Dataset records:
================================

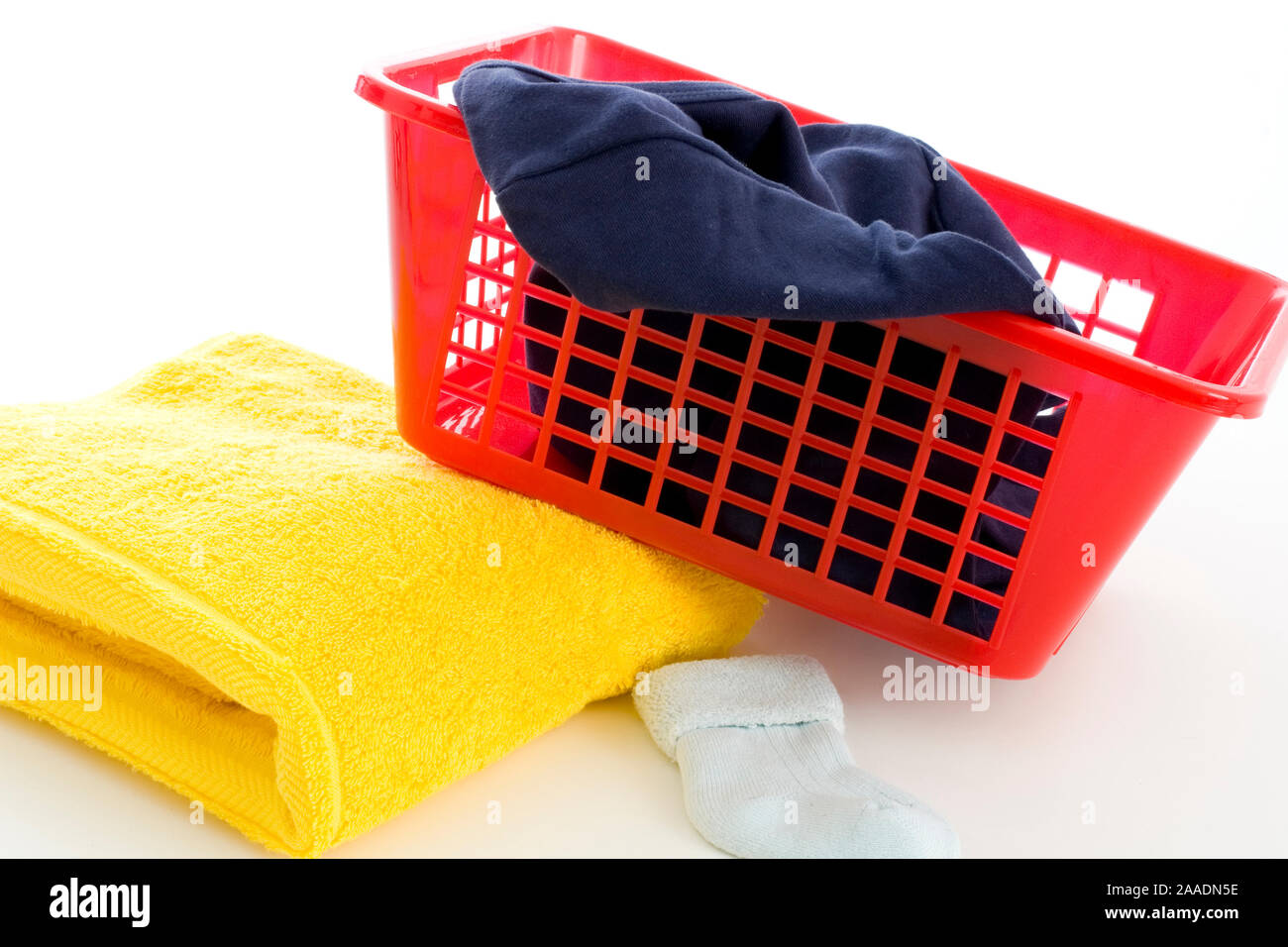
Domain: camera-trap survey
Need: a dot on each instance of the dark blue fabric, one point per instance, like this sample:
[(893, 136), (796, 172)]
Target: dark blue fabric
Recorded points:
[(739, 202), (738, 205)]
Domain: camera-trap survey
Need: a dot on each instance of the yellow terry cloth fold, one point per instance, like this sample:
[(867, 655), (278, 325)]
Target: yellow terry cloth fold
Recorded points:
[(303, 622)]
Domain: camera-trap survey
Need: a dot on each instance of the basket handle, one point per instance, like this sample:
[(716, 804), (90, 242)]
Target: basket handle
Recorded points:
[(430, 69)]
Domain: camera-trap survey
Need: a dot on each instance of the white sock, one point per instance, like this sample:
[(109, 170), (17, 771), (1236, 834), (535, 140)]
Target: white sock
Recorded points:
[(767, 774)]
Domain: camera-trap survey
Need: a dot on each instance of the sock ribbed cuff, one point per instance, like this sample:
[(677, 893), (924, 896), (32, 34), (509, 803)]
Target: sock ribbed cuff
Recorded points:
[(755, 690)]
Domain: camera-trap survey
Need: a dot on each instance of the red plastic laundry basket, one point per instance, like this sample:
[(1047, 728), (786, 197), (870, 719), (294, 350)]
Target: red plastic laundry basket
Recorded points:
[(1172, 339)]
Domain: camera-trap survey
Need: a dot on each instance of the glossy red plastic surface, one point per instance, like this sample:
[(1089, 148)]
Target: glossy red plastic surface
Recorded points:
[(1175, 338)]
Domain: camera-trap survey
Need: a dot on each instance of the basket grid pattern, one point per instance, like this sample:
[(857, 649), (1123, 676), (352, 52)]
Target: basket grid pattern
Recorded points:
[(870, 459)]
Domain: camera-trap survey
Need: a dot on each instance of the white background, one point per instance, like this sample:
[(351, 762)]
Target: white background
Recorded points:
[(172, 171)]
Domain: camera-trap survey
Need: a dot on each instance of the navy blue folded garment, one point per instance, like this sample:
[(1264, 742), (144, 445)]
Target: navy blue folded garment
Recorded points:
[(737, 210), (704, 197)]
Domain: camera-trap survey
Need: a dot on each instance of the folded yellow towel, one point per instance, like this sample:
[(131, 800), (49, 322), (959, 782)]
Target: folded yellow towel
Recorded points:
[(301, 622)]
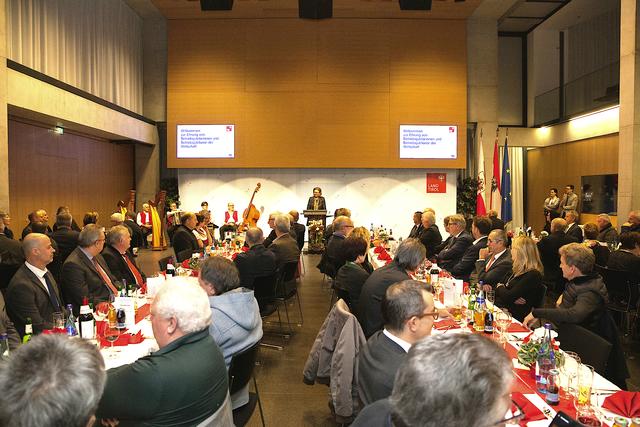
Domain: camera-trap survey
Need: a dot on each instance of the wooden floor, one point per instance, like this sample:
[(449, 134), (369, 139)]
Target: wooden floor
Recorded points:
[(286, 400)]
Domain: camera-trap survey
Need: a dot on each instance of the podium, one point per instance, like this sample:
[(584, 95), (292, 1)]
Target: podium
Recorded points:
[(316, 224)]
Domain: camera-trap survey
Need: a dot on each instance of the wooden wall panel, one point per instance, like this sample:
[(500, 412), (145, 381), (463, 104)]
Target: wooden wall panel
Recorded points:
[(47, 170), (559, 165), (327, 94)]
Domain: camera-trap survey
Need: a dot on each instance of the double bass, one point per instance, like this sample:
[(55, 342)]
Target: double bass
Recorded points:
[(251, 215)]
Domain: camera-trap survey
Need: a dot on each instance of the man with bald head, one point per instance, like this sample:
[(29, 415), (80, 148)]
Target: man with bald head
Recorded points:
[(33, 292)]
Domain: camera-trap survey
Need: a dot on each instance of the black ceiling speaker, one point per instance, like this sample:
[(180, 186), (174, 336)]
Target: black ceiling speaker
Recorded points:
[(315, 9), (415, 4), (216, 4)]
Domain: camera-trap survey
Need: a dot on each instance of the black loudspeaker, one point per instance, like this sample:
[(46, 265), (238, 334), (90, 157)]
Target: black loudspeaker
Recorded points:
[(315, 9), (415, 4), (216, 4)]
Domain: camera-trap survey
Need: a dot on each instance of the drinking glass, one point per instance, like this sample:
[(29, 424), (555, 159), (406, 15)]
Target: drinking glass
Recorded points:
[(503, 320), (569, 370), (585, 381), (111, 334)]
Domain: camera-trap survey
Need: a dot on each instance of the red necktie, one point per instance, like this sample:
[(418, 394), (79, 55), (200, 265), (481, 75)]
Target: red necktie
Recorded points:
[(105, 277), (134, 270)]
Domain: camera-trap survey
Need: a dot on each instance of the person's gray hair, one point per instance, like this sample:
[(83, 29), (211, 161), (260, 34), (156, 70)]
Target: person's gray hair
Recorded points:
[(253, 236), (578, 256), (220, 273), (282, 223), (184, 299), (52, 381), (117, 233), (429, 216), (410, 254), (116, 217), (341, 222), (451, 380), (89, 235), (401, 302)]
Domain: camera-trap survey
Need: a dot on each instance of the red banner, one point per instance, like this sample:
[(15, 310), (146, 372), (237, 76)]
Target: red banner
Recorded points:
[(436, 183)]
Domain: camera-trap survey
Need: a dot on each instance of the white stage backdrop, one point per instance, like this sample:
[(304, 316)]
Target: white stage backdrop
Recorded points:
[(382, 197)]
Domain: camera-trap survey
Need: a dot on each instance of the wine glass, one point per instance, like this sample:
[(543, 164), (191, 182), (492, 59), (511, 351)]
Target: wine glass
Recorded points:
[(111, 334), (503, 320)]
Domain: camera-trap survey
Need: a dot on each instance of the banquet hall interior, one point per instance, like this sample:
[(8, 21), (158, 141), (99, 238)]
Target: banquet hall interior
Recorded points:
[(391, 109)]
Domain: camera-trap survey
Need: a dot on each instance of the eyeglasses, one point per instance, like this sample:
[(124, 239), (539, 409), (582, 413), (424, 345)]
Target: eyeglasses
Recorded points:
[(435, 315), (515, 417)]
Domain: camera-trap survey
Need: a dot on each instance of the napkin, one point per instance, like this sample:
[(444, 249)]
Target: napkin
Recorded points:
[(531, 411), (516, 327), (625, 403)]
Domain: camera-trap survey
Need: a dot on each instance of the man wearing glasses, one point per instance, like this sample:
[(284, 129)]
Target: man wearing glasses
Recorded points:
[(448, 380), (85, 273), (408, 312)]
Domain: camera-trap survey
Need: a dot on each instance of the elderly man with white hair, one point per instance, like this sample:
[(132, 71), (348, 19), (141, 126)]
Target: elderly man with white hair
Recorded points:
[(606, 233), (183, 383)]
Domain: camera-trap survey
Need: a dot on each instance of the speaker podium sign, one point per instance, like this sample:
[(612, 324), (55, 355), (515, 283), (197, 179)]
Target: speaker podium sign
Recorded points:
[(436, 183)]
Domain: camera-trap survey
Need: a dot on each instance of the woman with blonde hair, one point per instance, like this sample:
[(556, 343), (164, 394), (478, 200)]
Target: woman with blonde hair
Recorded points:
[(524, 288)]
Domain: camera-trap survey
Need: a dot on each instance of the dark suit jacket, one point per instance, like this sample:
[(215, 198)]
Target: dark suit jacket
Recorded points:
[(450, 256), (118, 265), (11, 257), (27, 297), (136, 233), (373, 290), (574, 232), (7, 327), (285, 249), (67, 241), (499, 271), (184, 243), (528, 286), (299, 232), (322, 205), (431, 238), (181, 384), (256, 262), (624, 261), (466, 265), (81, 279), (548, 247), (378, 363)]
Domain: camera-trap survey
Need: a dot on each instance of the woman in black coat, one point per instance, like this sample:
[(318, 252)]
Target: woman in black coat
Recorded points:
[(524, 289)]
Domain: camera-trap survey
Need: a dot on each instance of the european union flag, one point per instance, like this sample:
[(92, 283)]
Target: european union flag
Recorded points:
[(506, 211)]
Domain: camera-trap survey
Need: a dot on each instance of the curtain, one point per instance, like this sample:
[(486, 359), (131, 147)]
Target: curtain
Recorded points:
[(94, 45)]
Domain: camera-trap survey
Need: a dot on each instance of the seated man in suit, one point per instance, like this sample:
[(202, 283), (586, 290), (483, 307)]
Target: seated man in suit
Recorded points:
[(137, 235), (408, 311), (429, 234), (181, 384), (409, 255), (184, 242), (257, 261), (66, 240), (85, 273), (11, 257), (460, 241), (32, 398), (298, 228), (333, 257), (573, 230), (284, 246), (548, 247), (627, 257), (119, 260), (495, 265), (480, 228), (33, 292)]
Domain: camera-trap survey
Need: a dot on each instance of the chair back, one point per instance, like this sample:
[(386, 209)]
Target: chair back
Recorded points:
[(592, 348), (241, 368)]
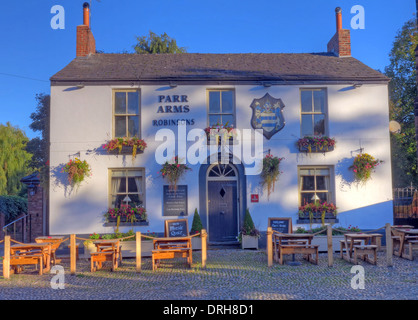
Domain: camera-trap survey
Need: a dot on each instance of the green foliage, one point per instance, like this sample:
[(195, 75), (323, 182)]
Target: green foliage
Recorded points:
[(12, 206), (14, 159), (402, 93), (196, 224), (157, 44), (39, 146)]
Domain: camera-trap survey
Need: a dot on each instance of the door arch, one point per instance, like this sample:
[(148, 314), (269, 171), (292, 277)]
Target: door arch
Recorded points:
[(222, 201)]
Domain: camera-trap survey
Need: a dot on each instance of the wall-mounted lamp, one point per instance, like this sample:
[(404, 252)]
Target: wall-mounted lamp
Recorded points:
[(32, 188)]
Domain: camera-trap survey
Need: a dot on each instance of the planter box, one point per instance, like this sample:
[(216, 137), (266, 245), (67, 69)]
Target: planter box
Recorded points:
[(126, 150), (316, 149), (323, 244), (249, 242)]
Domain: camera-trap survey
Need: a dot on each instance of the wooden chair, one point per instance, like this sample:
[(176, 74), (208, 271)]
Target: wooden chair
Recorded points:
[(363, 251)]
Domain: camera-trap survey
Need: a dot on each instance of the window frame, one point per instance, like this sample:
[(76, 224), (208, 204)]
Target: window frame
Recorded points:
[(331, 187), (233, 113), (143, 194), (313, 112), (126, 115)]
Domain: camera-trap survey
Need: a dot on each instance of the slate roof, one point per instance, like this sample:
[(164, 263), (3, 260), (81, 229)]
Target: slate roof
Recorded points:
[(221, 68)]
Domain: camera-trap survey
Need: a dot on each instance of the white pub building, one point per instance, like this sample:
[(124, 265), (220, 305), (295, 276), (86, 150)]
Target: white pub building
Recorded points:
[(281, 98)]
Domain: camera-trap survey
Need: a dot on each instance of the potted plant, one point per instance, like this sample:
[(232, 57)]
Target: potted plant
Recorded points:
[(196, 228), (316, 144), (317, 211), (249, 234), (363, 166), (270, 172), (172, 171), (77, 171), (126, 145), (126, 213), (220, 133)]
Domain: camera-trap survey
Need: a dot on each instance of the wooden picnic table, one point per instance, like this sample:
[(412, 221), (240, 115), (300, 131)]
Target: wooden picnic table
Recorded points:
[(406, 236), (55, 242), (26, 251), (292, 243), (371, 242), (107, 250), (172, 247)]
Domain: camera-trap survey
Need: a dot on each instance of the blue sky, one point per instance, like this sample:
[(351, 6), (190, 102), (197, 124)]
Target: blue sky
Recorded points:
[(31, 51)]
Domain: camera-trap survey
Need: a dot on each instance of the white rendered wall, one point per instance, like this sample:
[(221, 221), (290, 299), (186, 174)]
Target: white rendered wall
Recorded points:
[(81, 122)]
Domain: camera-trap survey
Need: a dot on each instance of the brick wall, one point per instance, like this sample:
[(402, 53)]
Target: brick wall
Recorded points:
[(85, 41), (340, 43), (35, 211)]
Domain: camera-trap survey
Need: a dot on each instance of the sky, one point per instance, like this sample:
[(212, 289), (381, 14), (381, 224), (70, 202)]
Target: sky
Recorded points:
[(32, 51)]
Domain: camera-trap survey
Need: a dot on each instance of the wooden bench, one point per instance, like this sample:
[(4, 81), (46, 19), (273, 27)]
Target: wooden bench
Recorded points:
[(306, 249), (171, 253), (364, 251), (342, 246), (97, 258), (16, 261), (411, 244)]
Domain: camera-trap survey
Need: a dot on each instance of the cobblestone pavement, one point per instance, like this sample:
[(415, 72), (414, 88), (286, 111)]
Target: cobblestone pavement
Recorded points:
[(230, 275)]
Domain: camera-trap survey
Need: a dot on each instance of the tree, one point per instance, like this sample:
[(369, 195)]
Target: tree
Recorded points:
[(39, 146), (157, 44), (402, 93), (14, 159)]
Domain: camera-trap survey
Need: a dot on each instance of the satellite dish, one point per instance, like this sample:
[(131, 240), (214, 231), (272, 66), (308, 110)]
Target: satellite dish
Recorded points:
[(394, 127)]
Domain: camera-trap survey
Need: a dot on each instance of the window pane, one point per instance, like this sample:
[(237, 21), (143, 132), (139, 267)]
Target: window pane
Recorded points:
[(306, 125), (133, 126), (213, 120), (214, 102), (133, 102), (319, 126), (319, 101), (228, 119), (321, 183), (306, 100), (308, 183), (227, 102), (120, 102), (120, 127), (307, 198)]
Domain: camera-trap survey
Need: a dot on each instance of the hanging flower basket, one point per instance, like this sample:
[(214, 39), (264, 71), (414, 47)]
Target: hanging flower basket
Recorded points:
[(77, 171), (125, 146), (316, 144), (270, 172), (317, 210), (363, 166), (221, 133), (173, 171)]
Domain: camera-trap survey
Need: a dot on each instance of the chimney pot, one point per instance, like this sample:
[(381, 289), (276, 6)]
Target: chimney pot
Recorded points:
[(339, 18), (86, 13)]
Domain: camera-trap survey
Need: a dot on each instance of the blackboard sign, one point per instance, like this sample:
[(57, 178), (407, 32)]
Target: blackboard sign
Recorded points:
[(176, 228), (175, 201), (282, 225)]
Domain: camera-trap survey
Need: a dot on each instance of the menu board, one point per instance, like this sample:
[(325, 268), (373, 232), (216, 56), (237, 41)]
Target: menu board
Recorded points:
[(177, 228), (282, 225), (175, 201)]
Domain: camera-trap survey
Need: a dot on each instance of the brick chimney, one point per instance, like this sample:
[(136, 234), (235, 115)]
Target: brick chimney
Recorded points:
[(340, 44), (85, 41)]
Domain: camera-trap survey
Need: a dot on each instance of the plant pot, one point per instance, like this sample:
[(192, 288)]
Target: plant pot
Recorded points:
[(249, 242)]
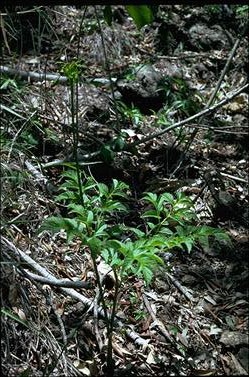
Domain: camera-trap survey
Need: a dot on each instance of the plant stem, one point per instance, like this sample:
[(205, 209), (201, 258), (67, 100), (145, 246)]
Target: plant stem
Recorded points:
[(109, 358)]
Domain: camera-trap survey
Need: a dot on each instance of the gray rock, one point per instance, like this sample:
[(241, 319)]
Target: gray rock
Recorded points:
[(233, 338)]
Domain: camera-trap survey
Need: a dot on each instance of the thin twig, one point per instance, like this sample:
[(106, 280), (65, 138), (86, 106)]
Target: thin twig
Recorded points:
[(180, 287), (202, 113), (156, 321), (71, 292)]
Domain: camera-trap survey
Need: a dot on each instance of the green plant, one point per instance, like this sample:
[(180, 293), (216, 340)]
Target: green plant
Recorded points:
[(128, 251), (131, 115), (242, 11)]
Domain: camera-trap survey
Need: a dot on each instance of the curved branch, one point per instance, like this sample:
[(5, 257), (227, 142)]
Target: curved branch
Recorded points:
[(202, 113)]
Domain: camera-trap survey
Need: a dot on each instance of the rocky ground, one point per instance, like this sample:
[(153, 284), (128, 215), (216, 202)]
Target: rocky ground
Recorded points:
[(193, 318)]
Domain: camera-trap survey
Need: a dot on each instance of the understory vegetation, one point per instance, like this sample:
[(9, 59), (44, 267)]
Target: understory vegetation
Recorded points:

================================

Short task:
Render the rows, from their start through the line containing "[(430, 69)]", as a Markdown table with the columns Index and Entry: number each line under Index and put its text under Entry. Skip blank lines and leave the pictures out.

The output:
| Index | Entry |
|---|---|
| 1 | Domain: camera-trap survey |
| 2 | Need: a dot on each instance of the dark blue fabric, one point per instance, like this sample: |
| 3 | [(893, 136), (796, 172)] |
| 4 | Target: dark blue fabric |
| 5 | Recorded points: |
| 6 | [(739, 202), (738, 205)] |
| 7 | Domain: camera-trap survey |
| 8 | Need: a dot on each instance of the yellow terry cloth fold, one point per instance, like this sample: |
| 9 | [(867, 655), (278, 325)] |
| 10 | Target: yellow terry cloth fold |
| 11 | Recorded points: |
| 12 | [(303, 622)] |
| 13 | Domain: camera-trap survey |
| 14 | Need: a dot on each instance of the basket handle, one point per instance, like this sample: |
| 15 | [(716, 804), (90, 242)] |
| 16 | Target: basket handle |
| 17 | Recorded points: |
| 18 | [(430, 69)] |